═══ Extract to read

We know spending time with people who love and support you is more important. I think visiting friends for a barbecue or dinner is just as good as meeting them at a restaurant. In our family we've had more time together enjoying things like movies and board games at home instead of going out and it's been really positive for our relationships.

If there's anything positive about the pandemic, it's that stronger focus on relationships. What financial lessons can we draw from this experience, too?

Glen: I think we'll see more people decide they don't need to spend two hours commuting every day and that can mean they'll have more savings. We've also seen a lot of people become more proactive about how they manage their finances.

More people are trying to get their households in order, from a financial perspective. And it's something that maybe they just put on the back burner prior to COVID-19.

On Mark's point, the conversation for people about not spending what they previously did can be quite an exciting one: you're already saving by not commuting and eating out as much. Not spending on instant gratification or big-ticket items like European holidays (because we can't fly overseas anyway) might bring some of your long-term goals a little bit closer.

What are the implications of cutting back on insurance costs?

Mark: During the pandemic, we saw more people pulling out of all sorts of insurance designed for long-term protection, which is concerning. In some instances, people rate car insurance as being much more important than their life and health insurance.

I understand a car can be seen as precious, but life is much more precious.

If someone becomes critically ill or loses their life, then there's a big risk their family is left with nothing to pay off debts and have money to live on.

Glen: We've had a lot of conversations with our members – particularly our younger members – about the importance of long-term cover, such as life and income insurance. Our younger members are often in that mindset Mark mentioned of thinking car insurance is more important. Some of the questions we ask are: “If the worst happens, how are you going to pay off your car or cover your car insurance if you don't protect your income? And how are you going to pay off your home?” So many people in their 20s and 30s don't think about those implications.

It's useful to understand insurance as something that covers you in the short and long term. We have found our members are more open to thinking about long-term insurance, though, when they're taking out a mortgage or starting a family, so that's a positive.

We spend a lot of time educating our members about different types of insurance and factoring the cost as a fixed cost, not a discretionary spend. Because that's what it needs to be.

How can people manage uncertainty?

══════

Work to complete:
Answer these questions from the discussion of finances during the pandemic.
(a) Which activities at home does the opening paragraph name as replacing going out?
(b) According to Glen, when are members more open to thinking about long-term insurance?
(c) How does Glen say the cost of insurance should be factored?

═══ Listed entries

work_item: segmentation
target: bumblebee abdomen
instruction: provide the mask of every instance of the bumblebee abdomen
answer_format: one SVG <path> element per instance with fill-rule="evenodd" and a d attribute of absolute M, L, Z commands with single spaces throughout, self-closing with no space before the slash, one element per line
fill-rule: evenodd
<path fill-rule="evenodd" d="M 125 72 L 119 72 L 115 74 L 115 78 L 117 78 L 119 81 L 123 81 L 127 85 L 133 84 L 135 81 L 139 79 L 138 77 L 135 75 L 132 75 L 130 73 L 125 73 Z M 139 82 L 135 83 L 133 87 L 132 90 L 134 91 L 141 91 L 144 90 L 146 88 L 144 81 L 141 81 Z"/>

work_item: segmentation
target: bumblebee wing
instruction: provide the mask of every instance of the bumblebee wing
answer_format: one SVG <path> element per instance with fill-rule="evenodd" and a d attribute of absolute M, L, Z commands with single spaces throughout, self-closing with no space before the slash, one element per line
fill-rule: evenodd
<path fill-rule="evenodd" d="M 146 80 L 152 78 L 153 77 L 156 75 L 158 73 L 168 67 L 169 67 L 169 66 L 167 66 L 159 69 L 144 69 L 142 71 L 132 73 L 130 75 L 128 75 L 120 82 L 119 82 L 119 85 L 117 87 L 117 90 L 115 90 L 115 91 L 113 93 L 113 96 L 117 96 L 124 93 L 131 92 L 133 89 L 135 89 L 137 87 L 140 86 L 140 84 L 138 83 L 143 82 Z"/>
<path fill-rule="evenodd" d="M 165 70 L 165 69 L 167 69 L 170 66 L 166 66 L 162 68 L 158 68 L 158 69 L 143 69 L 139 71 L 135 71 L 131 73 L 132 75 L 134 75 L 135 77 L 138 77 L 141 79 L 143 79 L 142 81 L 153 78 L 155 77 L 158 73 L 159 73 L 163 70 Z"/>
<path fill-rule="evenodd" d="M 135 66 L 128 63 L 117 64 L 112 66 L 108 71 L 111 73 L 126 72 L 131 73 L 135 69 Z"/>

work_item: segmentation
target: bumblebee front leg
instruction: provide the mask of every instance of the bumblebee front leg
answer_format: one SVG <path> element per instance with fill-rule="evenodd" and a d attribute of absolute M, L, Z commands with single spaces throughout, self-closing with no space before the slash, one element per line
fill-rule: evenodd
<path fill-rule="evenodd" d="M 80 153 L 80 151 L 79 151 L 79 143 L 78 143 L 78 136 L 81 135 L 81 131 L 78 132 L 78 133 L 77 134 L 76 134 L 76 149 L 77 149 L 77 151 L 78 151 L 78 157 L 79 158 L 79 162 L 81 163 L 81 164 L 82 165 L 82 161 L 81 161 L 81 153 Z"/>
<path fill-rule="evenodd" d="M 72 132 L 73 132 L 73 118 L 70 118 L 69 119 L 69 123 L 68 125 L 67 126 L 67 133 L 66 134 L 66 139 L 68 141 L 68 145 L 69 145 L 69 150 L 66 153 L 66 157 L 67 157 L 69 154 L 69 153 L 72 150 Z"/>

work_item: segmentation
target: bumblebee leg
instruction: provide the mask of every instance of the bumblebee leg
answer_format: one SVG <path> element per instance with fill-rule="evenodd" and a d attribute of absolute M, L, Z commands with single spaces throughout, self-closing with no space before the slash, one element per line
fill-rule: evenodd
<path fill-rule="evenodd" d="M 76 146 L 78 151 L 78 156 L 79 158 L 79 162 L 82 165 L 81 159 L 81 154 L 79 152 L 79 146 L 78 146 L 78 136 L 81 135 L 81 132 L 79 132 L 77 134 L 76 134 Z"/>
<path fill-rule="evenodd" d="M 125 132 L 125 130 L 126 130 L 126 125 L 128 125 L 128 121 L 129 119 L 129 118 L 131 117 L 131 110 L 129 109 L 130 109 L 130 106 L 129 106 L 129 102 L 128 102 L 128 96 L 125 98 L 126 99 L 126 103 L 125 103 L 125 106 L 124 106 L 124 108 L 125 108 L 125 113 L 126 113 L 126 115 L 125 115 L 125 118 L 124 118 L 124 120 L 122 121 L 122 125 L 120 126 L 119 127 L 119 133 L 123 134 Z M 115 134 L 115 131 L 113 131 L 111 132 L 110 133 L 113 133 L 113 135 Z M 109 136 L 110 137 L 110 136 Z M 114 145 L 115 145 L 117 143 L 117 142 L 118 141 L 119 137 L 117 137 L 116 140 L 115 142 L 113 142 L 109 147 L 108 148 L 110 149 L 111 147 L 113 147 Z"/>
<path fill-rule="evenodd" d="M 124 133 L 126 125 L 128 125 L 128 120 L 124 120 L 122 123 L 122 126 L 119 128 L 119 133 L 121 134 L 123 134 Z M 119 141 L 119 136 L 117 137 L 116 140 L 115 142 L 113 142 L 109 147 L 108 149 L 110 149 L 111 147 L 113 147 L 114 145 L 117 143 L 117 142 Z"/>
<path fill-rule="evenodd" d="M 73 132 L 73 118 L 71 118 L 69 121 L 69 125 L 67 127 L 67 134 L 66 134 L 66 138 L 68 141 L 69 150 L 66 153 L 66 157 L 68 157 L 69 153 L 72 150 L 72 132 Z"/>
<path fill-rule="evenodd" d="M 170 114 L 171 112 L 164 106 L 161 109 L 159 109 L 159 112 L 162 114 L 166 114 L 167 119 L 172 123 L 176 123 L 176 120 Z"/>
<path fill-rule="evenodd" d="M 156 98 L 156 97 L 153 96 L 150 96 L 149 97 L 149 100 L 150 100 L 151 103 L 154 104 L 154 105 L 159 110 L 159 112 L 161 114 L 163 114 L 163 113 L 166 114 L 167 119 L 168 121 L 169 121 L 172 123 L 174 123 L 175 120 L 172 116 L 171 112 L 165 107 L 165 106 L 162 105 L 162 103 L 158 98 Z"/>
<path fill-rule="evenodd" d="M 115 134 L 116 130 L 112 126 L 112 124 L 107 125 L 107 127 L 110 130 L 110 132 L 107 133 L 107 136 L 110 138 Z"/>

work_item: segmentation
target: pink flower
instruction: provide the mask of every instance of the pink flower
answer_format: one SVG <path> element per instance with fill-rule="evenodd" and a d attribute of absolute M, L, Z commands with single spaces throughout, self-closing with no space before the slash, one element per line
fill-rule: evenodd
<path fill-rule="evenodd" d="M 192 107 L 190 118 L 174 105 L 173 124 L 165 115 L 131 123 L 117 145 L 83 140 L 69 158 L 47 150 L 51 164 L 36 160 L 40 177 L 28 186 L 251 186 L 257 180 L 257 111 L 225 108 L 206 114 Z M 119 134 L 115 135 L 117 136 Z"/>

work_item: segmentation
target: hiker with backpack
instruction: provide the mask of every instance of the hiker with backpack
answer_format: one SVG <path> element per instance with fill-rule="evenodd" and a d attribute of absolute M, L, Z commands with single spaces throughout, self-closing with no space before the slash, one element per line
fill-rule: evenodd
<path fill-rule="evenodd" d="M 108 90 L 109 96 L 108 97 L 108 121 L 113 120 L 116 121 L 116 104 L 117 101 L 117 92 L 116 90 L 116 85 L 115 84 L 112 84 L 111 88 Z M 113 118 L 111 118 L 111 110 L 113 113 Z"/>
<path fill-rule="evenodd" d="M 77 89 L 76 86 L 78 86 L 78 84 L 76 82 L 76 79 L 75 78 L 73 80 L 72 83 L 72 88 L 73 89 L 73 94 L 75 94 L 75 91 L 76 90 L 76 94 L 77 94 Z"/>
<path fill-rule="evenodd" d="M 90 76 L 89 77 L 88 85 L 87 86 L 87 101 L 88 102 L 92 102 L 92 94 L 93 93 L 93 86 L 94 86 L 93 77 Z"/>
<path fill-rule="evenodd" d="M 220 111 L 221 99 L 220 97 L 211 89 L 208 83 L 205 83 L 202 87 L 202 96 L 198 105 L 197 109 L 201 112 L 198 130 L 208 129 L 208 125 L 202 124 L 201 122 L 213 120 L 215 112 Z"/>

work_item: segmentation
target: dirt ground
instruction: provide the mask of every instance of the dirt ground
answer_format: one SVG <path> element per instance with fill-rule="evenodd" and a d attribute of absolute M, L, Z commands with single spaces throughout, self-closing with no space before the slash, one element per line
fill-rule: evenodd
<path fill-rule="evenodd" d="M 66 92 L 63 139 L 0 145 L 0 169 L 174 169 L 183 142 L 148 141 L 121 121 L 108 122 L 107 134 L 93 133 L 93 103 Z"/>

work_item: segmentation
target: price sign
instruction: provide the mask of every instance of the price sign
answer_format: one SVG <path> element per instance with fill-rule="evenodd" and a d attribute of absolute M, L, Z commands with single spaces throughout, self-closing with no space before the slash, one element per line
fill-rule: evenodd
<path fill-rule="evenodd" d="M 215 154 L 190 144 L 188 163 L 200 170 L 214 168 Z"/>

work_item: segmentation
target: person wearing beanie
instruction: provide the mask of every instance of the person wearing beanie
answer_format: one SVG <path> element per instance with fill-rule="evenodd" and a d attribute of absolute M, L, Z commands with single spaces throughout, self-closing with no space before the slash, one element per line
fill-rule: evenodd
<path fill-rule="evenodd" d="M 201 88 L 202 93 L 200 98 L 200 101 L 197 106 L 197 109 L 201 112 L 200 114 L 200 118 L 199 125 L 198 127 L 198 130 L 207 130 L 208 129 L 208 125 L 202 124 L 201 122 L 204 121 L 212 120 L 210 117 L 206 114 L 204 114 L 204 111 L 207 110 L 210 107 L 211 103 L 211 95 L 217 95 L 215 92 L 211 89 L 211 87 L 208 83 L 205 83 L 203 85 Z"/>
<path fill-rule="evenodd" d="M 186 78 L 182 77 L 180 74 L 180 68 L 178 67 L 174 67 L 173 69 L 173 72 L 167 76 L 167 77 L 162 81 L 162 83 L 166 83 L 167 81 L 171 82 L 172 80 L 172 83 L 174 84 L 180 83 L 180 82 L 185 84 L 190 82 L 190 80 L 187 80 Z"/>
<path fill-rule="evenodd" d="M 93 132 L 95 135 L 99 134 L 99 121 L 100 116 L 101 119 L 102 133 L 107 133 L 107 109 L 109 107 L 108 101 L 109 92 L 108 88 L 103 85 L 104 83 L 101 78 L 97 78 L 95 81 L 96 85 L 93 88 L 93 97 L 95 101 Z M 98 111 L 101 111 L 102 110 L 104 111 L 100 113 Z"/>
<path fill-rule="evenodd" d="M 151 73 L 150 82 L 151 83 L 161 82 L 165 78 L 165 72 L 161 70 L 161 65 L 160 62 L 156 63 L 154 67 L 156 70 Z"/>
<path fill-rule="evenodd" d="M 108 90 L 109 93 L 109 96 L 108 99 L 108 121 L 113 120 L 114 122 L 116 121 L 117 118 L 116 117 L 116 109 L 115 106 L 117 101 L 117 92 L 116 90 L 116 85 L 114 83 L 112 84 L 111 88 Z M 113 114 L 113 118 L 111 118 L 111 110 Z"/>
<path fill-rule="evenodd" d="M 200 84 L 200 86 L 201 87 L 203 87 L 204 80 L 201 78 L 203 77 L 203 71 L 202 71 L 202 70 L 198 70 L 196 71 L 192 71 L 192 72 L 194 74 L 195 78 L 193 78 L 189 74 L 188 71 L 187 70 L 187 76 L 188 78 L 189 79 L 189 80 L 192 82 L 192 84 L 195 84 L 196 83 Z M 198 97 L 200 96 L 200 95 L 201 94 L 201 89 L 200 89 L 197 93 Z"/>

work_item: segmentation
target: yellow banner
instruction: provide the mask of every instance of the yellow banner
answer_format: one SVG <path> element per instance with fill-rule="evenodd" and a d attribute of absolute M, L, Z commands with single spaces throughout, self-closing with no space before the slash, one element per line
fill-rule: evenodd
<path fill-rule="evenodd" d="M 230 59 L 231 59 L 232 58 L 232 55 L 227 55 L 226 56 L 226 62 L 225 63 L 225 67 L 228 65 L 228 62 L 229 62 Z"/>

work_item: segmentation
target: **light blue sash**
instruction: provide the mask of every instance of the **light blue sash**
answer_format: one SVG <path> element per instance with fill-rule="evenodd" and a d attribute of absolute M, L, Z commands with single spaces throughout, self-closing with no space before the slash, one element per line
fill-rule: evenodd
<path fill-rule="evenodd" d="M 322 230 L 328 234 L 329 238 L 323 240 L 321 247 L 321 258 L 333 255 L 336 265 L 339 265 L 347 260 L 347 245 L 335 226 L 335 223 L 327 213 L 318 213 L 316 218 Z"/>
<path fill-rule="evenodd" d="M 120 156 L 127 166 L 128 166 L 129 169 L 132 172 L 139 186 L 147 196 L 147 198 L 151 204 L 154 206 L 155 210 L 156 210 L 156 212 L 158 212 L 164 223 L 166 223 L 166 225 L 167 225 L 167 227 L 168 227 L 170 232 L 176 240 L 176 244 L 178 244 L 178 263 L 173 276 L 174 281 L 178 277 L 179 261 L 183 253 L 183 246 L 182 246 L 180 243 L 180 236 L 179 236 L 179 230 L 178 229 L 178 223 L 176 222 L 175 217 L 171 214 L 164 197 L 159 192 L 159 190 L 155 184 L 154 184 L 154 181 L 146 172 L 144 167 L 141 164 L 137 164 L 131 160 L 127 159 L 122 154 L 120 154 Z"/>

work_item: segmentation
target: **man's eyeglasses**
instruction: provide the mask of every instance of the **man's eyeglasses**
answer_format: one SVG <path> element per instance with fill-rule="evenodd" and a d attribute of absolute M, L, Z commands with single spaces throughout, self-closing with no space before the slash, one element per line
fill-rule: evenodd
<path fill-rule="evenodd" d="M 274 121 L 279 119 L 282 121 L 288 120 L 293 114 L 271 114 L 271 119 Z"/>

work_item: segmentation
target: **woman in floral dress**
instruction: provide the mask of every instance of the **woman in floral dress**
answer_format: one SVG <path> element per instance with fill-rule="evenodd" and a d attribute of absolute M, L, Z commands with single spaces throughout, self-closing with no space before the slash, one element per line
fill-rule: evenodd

══════

Answer to this exercise:
(a) Movies and board games.
(b) When they are taking out a mortgage or starting a family.
(c) As a fixed cost, not a discretionary spend.